# Goal:
Please rename "jeans" as "denim pants" in the material below, beginning at the line that has "If you would be so kind as to spot the blue" and stopping after the last line of the material. Return only those lines, with nothing else changed.

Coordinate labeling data
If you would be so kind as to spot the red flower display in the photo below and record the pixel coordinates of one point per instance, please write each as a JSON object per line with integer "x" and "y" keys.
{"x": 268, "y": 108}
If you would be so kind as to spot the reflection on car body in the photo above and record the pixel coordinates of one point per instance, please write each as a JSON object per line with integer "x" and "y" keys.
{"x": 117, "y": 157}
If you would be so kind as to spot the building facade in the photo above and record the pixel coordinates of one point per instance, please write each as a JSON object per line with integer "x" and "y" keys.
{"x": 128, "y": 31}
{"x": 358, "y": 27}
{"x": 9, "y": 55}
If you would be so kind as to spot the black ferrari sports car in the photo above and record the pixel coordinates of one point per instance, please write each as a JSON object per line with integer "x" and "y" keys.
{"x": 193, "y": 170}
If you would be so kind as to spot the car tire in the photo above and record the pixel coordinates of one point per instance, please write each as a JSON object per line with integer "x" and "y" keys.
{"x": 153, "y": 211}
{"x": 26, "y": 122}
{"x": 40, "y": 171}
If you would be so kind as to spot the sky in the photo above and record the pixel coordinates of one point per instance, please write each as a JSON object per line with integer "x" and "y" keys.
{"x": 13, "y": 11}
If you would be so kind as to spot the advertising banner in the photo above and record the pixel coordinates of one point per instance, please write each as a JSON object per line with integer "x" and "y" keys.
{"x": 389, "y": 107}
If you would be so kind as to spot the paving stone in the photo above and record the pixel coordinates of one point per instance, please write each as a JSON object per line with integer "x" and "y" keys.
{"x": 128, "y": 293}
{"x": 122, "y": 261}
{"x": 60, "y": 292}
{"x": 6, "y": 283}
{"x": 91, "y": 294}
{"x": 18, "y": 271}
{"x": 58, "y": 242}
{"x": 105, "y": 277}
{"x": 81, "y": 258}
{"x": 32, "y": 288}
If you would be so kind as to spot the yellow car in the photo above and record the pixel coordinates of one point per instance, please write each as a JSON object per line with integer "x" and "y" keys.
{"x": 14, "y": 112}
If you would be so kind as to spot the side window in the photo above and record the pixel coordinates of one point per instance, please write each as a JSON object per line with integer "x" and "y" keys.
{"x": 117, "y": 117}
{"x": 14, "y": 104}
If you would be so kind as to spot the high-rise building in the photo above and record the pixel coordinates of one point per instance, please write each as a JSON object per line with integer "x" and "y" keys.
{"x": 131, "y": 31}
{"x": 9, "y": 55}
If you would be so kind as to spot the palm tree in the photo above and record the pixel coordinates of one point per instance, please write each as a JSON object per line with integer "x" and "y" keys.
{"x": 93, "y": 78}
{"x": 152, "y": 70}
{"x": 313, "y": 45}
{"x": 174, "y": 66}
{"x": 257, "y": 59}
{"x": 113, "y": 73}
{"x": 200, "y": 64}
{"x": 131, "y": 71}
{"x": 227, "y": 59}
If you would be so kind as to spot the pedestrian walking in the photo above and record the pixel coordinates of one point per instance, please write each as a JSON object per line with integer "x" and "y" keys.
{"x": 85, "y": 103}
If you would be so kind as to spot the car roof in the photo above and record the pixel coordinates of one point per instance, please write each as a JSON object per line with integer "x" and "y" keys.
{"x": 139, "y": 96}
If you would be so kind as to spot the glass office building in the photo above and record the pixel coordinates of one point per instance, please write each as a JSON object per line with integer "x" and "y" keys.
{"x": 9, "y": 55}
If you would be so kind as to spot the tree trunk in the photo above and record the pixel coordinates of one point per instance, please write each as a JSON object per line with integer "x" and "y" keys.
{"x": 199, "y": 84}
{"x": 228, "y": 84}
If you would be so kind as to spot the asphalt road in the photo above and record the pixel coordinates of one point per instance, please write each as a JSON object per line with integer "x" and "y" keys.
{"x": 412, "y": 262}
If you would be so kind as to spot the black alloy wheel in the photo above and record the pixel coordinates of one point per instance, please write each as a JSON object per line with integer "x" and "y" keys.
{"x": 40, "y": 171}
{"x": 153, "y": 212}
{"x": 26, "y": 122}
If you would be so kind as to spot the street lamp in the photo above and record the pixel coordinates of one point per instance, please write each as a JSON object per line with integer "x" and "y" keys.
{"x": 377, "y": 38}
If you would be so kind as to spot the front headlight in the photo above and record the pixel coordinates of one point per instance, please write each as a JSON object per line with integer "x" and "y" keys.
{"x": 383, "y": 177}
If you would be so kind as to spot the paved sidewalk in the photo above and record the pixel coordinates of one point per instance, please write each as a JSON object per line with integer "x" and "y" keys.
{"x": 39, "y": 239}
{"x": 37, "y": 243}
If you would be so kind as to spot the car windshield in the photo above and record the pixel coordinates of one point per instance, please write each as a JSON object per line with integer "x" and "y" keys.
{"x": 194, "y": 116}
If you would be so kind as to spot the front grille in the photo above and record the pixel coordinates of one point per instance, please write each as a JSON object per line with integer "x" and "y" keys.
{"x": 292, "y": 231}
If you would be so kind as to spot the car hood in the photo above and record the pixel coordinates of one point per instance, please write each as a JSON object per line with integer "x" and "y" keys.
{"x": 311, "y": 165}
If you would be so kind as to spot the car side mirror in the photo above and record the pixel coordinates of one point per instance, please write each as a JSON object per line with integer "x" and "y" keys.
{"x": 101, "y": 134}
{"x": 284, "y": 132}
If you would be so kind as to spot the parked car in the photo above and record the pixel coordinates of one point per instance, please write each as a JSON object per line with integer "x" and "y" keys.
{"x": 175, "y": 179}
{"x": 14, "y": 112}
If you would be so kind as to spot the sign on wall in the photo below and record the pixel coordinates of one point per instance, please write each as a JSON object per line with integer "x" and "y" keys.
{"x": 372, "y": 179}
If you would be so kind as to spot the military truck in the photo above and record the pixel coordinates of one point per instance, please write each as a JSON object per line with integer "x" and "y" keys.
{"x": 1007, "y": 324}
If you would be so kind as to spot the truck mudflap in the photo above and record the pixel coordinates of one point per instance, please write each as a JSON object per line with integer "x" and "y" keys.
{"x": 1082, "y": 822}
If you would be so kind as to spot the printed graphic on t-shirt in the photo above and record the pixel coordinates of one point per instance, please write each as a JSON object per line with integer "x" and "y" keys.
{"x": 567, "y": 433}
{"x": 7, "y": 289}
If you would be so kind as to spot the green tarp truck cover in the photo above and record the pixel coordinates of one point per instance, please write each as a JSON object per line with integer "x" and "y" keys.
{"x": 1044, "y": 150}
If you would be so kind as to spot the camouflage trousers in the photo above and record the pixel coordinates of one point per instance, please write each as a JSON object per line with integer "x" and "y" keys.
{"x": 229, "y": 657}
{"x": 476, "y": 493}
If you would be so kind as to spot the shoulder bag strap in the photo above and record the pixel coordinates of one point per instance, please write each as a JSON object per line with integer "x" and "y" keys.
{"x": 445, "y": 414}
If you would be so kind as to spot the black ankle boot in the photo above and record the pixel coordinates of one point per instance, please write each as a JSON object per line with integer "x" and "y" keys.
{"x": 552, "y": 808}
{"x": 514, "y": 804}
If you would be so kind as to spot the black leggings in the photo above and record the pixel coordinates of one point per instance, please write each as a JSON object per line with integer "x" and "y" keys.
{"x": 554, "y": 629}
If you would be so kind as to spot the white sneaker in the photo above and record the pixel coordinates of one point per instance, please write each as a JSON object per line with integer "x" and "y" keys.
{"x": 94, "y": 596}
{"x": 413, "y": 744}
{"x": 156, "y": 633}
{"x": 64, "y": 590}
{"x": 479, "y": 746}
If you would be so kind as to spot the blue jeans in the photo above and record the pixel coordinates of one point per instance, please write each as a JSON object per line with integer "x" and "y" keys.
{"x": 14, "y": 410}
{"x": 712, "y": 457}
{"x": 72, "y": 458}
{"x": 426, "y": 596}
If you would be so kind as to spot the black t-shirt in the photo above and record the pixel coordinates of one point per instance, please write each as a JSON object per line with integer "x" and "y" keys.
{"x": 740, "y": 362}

# Finished answer:
If you would be so kind as to spot the blue denim pants in the photo above and record the pixel coordinates of one point per instance, please write each as a JSON object per line with integer "x" and "y" keys.
{"x": 14, "y": 410}
{"x": 712, "y": 457}
{"x": 72, "y": 458}
{"x": 426, "y": 596}
If you would be so kind as to spot the black t-shirt in the photo above and record the pixel coordinates of one point per instance, please write each as a JSON object per line with integer "x" and "y" keys.
{"x": 740, "y": 362}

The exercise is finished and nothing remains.